> _Passage for review_:
########################################
Executive compensation

In 2008 Todd Stitzer, Cadbury's CEO, was paid a £2,665,000 bonus. Combined with his annual salary of £985,000 and other payments of £448,000 this gives a total compensation of over £4 million.


Cadbury itself and its range of confectionery products were traditionally marketed with the Cadbury name being used in the possessive case, such as Cadbury's Creme Egg. In 2003, however, a corporate rebranding saw all lines bear the non-possessive Cadbury. The company's marketing materials now explicitly avoid references to the older possessive use of the trademark in relation to individual brands and the company itself.


In May 2006, Cadbury Schweppes announced that it would be outsourcing its transactional accounting and order capture functions to Shared Business Services (SBS) centres run by a company called Genpact, (a businesses services provider) in India, China, and Romania. This was to affect all business units and be associated with U.S. and UK functions being transferred to India by the end of 2006, with all units transferred by mid-2008. Depending on the success of this move, other accounting Human Resources functions may follow. This development is likely to lead to the loss of several hundred jobs worldwide, but also to several hundred jobs being created, at lower salaries commensurate with wages paid in developing countries.


Cadbury plc manufactures chocolates and sweets such as the popular Cadbury Dairy Milk, as well as a limited range of beverages in Australia.

Health and safety


On 29 September 2008 Cadbury withdrew all of its 11 chocolate products made in its three Beijing factories, on suspicion of contamination with melamine. The recall affected the mainland China markets, Taiwan, Hong Kong and Australia. Products recalled included Dark Chocolate, a number of products in the 'Dairy Milk' range and Chocolate Éclairs.

2007 Recalls

On 10 February 2007, Cadbury announced they would be recalling a range of products due to a labelling error. The products were produced in a factory handling nuts, potential allergens, but this was not made clear on the packaging. As a precaution, all items were recalled.

On 14 September 2007, Cadbury Schweppes investigated a manufacturing error over allergy warning, recalling for the second time in 2 years thousands of chocolate bars. A Printing mistake at Somerdale factory resulted in the omission of nut allergy labels from 250g Dairy Milk Double Chocolate bars.
########################################
> _Dataset content_:

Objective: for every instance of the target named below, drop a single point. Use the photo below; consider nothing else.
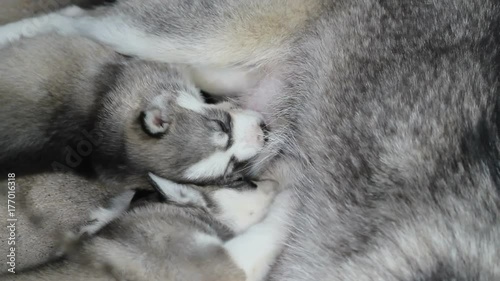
########################################
> _Exercise 1_: Using the passage on Cadbury, state whether each statement agrees with it: (a) a corporate rebranding in 2003 gave all lines the non-possessive Cadbury name; (b) the recall of 29 September 2008 affected markets in Japan; (c) the printing mistake at the Somerdale factory concerned 250g Dairy Milk Double Chocolate bars. Answer yes or no for each, quoting the deciding words of the passage.
> _Exercise 2_: Name every market that the passage on Cadbury says the 29 September 2008 recall affected.
> _Exercise 3_: Proceed with the passage on Cadbury, picking up after its final sentence.
The listing is not required for any of the work on the Cadbury passage.

> _Exercise result 1_:
(a) Yes: "In 2003, however, a corporate rebranding saw all lines bear the non-possessive Cadbury."
(b) No: "The recall affected the mainland China markets, Taiwan, Hong Kong and Australia."
(c) Yes: "A Printing mistake at Somerdale factory resulted in the omission of nut allergy labels from 250g Dairy Milk Double Chocolate bars."

> _Exercise result 2_: Mainland China, Taiwan, Hong Kong, Australia

> _Exercise result 3_:
2006 Salmonella scare

On 19 January 2006, Cadbury Schweppes detected a rare strain of the Salmonella bacteria, affecting seven of its products, said to have been caused by a leaking pipe. The leak occurred at its Marlbrook plant, in Herefordshire, which produces chocolate crumb mixture; the mixture is then transported to factories at Bournville and Somerdale to be turned into milk chocolate.

Cadbury Schweppes did not officially notify the Food Standards Agency until Monday, 19 June, 2006, shortly after which it recalled more than a million chocolate bars.

In December 2006, the company announced that the cost of dealing with the contamination would reach £30 million.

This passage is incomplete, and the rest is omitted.